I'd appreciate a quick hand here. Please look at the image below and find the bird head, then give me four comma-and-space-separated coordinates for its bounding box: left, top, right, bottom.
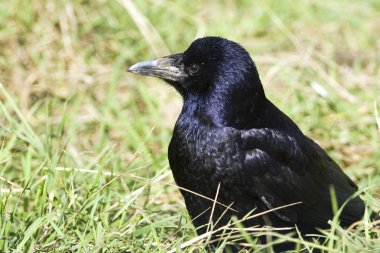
129, 37, 266, 128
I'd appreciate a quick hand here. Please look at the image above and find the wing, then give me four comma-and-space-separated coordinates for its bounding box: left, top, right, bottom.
240, 128, 365, 228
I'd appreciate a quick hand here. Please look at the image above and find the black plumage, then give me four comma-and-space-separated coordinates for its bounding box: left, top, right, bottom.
128, 37, 365, 250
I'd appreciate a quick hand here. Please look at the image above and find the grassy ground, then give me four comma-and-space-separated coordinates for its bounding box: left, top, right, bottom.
0, 0, 379, 252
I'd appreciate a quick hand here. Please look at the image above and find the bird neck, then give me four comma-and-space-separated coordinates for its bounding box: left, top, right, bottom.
217, 92, 268, 129
181, 81, 267, 130
208, 74, 267, 129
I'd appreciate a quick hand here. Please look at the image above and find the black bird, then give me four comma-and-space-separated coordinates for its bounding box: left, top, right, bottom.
128, 37, 365, 251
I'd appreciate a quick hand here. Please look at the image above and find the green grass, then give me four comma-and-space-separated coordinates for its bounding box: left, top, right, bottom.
0, 0, 379, 252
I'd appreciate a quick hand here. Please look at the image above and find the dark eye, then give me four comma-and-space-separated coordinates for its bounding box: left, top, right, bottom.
187, 64, 199, 75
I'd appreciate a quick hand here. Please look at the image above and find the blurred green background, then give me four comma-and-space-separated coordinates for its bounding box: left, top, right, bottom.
0, 0, 379, 252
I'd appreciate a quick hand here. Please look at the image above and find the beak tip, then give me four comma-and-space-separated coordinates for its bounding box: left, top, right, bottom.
127, 55, 185, 82
127, 59, 158, 74
127, 64, 137, 73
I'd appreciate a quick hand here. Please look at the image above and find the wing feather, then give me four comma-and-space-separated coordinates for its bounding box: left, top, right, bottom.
241, 128, 364, 228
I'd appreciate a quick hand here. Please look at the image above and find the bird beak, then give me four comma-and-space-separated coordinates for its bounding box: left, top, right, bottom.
128, 53, 186, 83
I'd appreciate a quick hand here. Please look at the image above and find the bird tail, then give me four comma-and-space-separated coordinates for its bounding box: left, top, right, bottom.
370, 211, 380, 221
370, 211, 380, 228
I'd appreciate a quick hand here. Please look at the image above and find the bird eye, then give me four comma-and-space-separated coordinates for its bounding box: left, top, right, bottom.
187, 64, 199, 75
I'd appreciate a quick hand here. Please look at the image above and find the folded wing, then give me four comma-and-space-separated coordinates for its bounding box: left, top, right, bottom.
241, 128, 364, 228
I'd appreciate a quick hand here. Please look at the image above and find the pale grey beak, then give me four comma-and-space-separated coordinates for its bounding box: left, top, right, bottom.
128, 53, 187, 83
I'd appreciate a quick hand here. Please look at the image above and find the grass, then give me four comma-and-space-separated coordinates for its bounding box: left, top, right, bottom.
0, 0, 379, 252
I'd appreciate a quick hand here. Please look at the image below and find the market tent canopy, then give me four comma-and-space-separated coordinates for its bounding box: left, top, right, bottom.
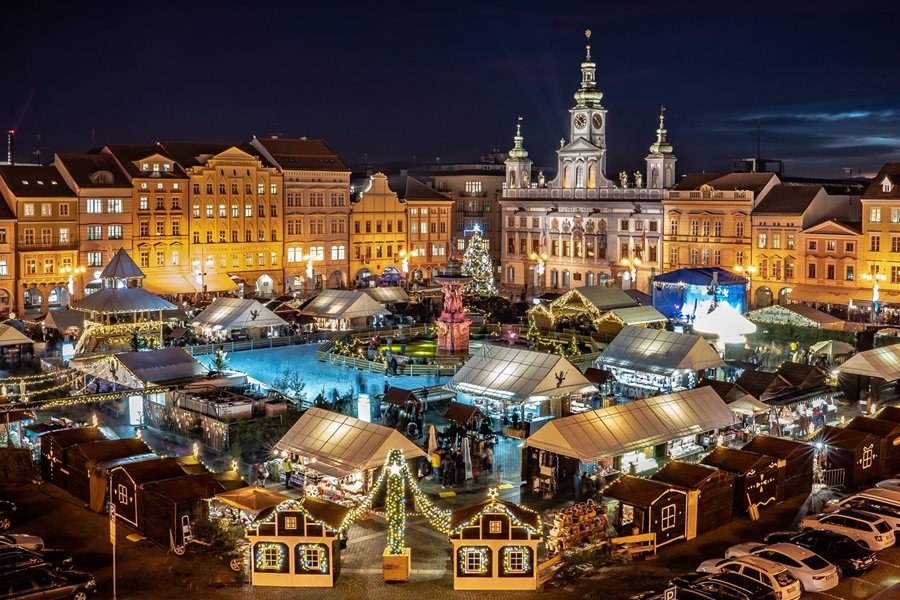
810, 340, 855, 356
204, 273, 239, 292
693, 304, 756, 342
524, 387, 736, 463
727, 395, 771, 416
274, 407, 426, 478
746, 303, 845, 330
597, 326, 724, 376
71, 287, 177, 314
142, 274, 200, 295
191, 297, 286, 330
43, 309, 85, 332
604, 306, 667, 326
300, 290, 391, 321
653, 267, 747, 287
215, 486, 289, 513
72, 347, 207, 388
838, 345, 900, 382
0, 324, 34, 347
446, 345, 595, 403
363, 286, 410, 304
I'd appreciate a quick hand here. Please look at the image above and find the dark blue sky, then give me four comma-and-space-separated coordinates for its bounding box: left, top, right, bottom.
3, 1, 899, 177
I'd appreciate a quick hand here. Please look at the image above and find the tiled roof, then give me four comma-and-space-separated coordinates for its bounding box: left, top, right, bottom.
0, 165, 77, 197
675, 172, 777, 195
159, 142, 275, 170
102, 144, 188, 179
55, 153, 131, 188
863, 163, 900, 199
388, 174, 452, 201
753, 184, 823, 215
252, 137, 349, 171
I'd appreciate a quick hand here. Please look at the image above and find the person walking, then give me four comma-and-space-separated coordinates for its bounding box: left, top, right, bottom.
431, 449, 442, 484
421, 387, 429, 412
256, 462, 268, 488
282, 455, 294, 489
483, 442, 494, 475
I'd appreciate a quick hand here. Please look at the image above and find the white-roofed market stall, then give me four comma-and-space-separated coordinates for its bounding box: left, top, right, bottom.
190, 297, 286, 339
837, 344, 900, 403
596, 326, 724, 397
274, 407, 426, 505
300, 289, 391, 330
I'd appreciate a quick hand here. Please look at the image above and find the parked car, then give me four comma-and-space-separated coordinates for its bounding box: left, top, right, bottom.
764, 529, 877, 577
697, 556, 802, 600
0, 566, 96, 599
874, 479, 900, 494
0, 501, 16, 530
825, 492, 900, 530
672, 571, 778, 600
731, 543, 838, 593
0, 546, 74, 573
0, 533, 44, 551
634, 588, 718, 600
799, 509, 895, 551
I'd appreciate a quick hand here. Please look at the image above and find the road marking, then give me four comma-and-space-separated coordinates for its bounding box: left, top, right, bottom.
876, 560, 900, 569
439, 491, 456, 497
126, 533, 145, 542
498, 483, 514, 489
812, 593, 845, 600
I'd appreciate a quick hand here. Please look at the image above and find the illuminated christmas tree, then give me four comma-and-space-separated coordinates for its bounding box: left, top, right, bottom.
461, 225, 497, 296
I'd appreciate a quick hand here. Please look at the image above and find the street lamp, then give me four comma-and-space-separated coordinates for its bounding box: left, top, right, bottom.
192, 258, 213, 295
60, 265, 86, 301
529, 251, 547, 293
620, 256, 642, 290
861, 271, 887, 323
301, 253, 322, 297
734, 264, 757, 307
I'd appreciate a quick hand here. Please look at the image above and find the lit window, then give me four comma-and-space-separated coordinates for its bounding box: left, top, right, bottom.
489, 521, 502, 534
870, 207, 882, 222
86, 199, 102, 214
117, 484, 129, 504
108, 225, 123, 240
140, 196, 149, 210
284, 517, 297, 530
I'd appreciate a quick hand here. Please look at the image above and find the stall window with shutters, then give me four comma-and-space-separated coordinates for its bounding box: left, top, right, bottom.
661, 504, 676, 531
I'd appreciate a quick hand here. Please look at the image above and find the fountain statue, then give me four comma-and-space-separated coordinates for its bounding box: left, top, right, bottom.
434, 257, 472, 354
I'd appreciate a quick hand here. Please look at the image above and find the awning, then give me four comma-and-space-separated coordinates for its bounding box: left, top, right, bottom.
204, 273, 239, 292
215, 486, 289, 513
383, 387, 415, 406
524, 387, 736, 463
727, 395, 771, 416
787, 284, 857, 304
143, 275, 200, 295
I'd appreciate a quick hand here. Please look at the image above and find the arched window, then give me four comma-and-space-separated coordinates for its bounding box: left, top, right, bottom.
509, 170, 517, 188
562, 164, 571, 189
651, 167, 660, 188
587, 163, 597, 188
□ □ □ □ □ □ □
> [Task item] Copy out the material above exactly; the images stay out.

> [Solution for this exercise]
I'd appreciate a quick hand here. Please look at the image below and find the bird head, then give me four comma-and-space-separated coordinates for its bounding box: left, top, right, bottom.
129, 37, 266, 128
I'd appreciate a quick hand here. Please look at the image above and find the wing, then give me four comma-and-space-separated coordinates for its bounding box: left, top, right, bottom.
240, 128, 365, 228
I'd appreciate a quick hand here. Please look at the image above and find the black plumage, then give me four comma-and-space-separated coordinates for its bounding box: left, top, right, bottom.
128, 37, 365, 250
I'd appreciate a quick hand here. Please look at the image above and find the grassy ground, then give me four comma-and-space-separated coordinates for its bounding box: left, top, right, bottom.
0, 0, 379, 252
I'd appreciate a quick hand here. Please look at the image above and find the bird neck, then give me four comma-and-space-separated coordinates for its bounding box: left, top, right, bottom.
217, 92, 268, 129
181, 81, 267, 130
208, 74, 267, 129
I'd appreciate a quick hand here. Please look at the image above and find the black bird, then give me four comma-and-space-separated coordinates for its bounding box: left, top, right, bottom.
128, 37, 365, 251
I'd appreciate a quick hand here. Please look at the image above and find the green grass, then give me four comma-and-space-separated coordinates for its bounding box: left, top, right, bottom.
0, 0, 379, 252
I'd appreciate a quick hand here. Please look at the image above and find the dark eye, then give me four comma-and-space-separated coordinates for its bounding box: left, top, right, bottom.
187, 64, 199, 75
I'd appreciate a quick hand here. Please look at the image above and find the blurred green background, then give me four comma-and-space-separated coordinates for its bounding box: left, top, right, bottom.
0, 0, 379, 252
I'd appreciate a quick hand here. Please look at the image above and find the beak tip, then give me four comma-and-space-separated coordinates for its bounding box: left, top, right, bottom.
127, 55, 185, 82
127, 59, 158, 74
127, 64, 137, 73
I'd appreciate a quick hand here. Please look at the image above and find the wing feather, then give me four comma-and-space-separated coordinates for its bounding box: left, top, right, bottom.
241, 128, 364, 228
I'd appreciate a quick hand here. Please look at the image above and find the bird beak, then give me four comma-and-space-separated coordinates for its bounding box: left, top, right, bottom.
128, 53, 186, 83
I'd appreciate a quick hand here. Please look at the image above and find the bird tail, then give me four comma-and-space-separated coordinates for its bounding box: left, top, right, bottom.
370, 211, 380, 221
370, 211, 380, 228
I'd appreciate a quick hand here. Please look at the image above and find the bird eye, then give me four comma-and-space-separated coordinates for its bounding box: left, top, right, bottom.
187, 64, 199, 75
I'd appreciate a quick hand here. Please look at the image above and find the folded wing, then give me four comma-and-space-separated coordinates for its bounding box: left, top, right, bottom.
241, 128, 364, 228
I'd appreciate a quick hand here. Please look at the image above and find the pale grey beak, then give me four comma-and-space-separated coordinates for its bounding box: left, top, right, bottom.
128, 53, 187, 83
I'd appreciate a quick hand here. Please look at the image above and find the grass, then give me four comma-and-space-separated coordinates for its bounding box: left, top, right, bottom.
0, 0, 379, 252
I'd appreciate a quick hand here. Please look at the image below and find the market tent canopy, then give me four comma-and-space-separated coordinates for its bounding box: left, top, right, bottom.
810, 340, 855, 356
204, 273, 239, 292
693, 304, 756, 342
524, 387, 736, 463
727, 395, 771, 416
274, 407, 426, 478
746, 303, 845, 330
597, 326, 724, 376
71, 287, 177, 314
142, 274, 200, 295
191, 297, 286, 330
43, 309, 85, 332
604, 306, 667, 326
300, 290, 391, 321
653, 267, 747, 287
215, 486, 289, 513
72, 347, 207, 388
838, 345, 900, 382
0, 324, 34, 347
446, 345, 595, 403
363, 286, 410, 304
I'd appreciate a quick hand here. Please look at the image above and find the dark blue sky, then give me four comma-and-space-separated coordinates for its bounding box: left, top, right, bottom.
3, 1, 899, 177
I'd appreciate a quick hand here. Please look at the image above and find the tiled roof, then give me four comma-and-space-separated coordinates for its bounding box: left, top, right, bottom.
0, 165, 77, 197
675, 172, 777, 195
159, 142, 275, 170
102, 144, 188, 179
55, 153, 131, 188
863, 163, 900, 199
388, 174, 452, 201
753, 184, 823, 215
252, 137, 349, 171
I'd appreciate a quick hand here. Please look at the image above and find the person walking, then give me four comma-and-space-separated coordinates for its bounding box: left, top, right, bottom.
431, 449, 442, 484
421, 387, 429, 412
256, 462, 268, 488
282, 455, 294, 489
483, 442, 494, 475
I'd appreciate a quick hand here. Please look at the image above and find the white-roofed market stall, then give me four comma-and-space-separated coordinates for its bounding box: left, top, right, bottom.
190, 297, 286, 339
837, 344, 900, 403
596, 326, 724, 397
274, 407, 426, 505
300, 289, 391, 330
I'd appreciate a quick hand here. Please look at the image above and find the parked car, then give me four comma-and-space-separated coordinates for its bounding box: left, top, right, bottom.
764, 529, 877, 577
697, 556, 802, 600
0, 566, 96, 599
874, 479, 900, 494
0, 501, 16, 530
825, 492, 900, 530
672, 571, 778, 600
731, 543, 838, 593
0, 546, 74, 573
0, 533, 44, 551
634, 588, 718, 600
799, 509, 895, 551
I'd appreciate a quick hand here. Please look at the image above and find the road marking, then give me four comma-and-space-separated coordinates for its bounding box: left, top, right, bottom.
876, 560, 900, 569
439, 491, 456, 497
126, 533, 145, 542
498, 483, 514, 489
812, 593, 845, 600
I'd appreciate a quick hand here. Please look at the image above and find the illuminated christmas tree, then give me four comma-and-space-separated coordinates for its bounding box: left, top, right, bottom.
461, 225, 497, 296
I'd appreciate a quick hand here. Please look at the image above and find the street lamp, then give me four comma-and-space-separated coordinates for its bounding box: left, top, right, bottom.
192, 258, 213, 295
60, 265, 86, 301
529, 251, 547, 293
620, 256, 642, 290
861, 271, 887, 323
301, 253, 322, 297
734, 264, 757, 307
I'd appreciate a quick hand here. Please look at the image above and find the lit window, then give me four comma-and-space-separated coordinates for its bounding box: left, top, right, bottom.
489, 521, 502, 534
870, 207, 882, 222
86, 199, 102, 214
117, 484, 129, 504
108, 225, 123, 240
140, 196, 149, 210
284, 517, 297, 530
I'd appreciate a quick hand here. Please look at the image above and find the stall window with shutters, then give me four comma-and-space-separated coordinates for its bounding box: left, top, right, bottom.
661, 504, 676, 531
I'd appreciate a quick hand here. Please look at the image above and find the fountain statue, then give me four comma-and-space-separated coordinates for its bounding box: left, top, right, bottom.
434, 257, 472, 354
I'd appreciate a quick hand here. Please look at the image above and find the awning, then give me four comma-and-space-separated coordinates for its bounding box: left, top, right, bottom.
204, 273, 239, 292
215, 486, 289, 513
383, 387, 415, 406
524, 387, 736, 463
727, 395, 771, 416
787, 284, 857, 304
143, 275, 200, 295
I'd appreciate a quick hand here. Please look at the image above and find the arched window, then give me four comma-and-space-separated coordinates for its bounding box: left, top, right, bottom.
509, 170, 517, 188
562, 164, 571, 189
651, 167, 660, 188
587, 163, 597, 188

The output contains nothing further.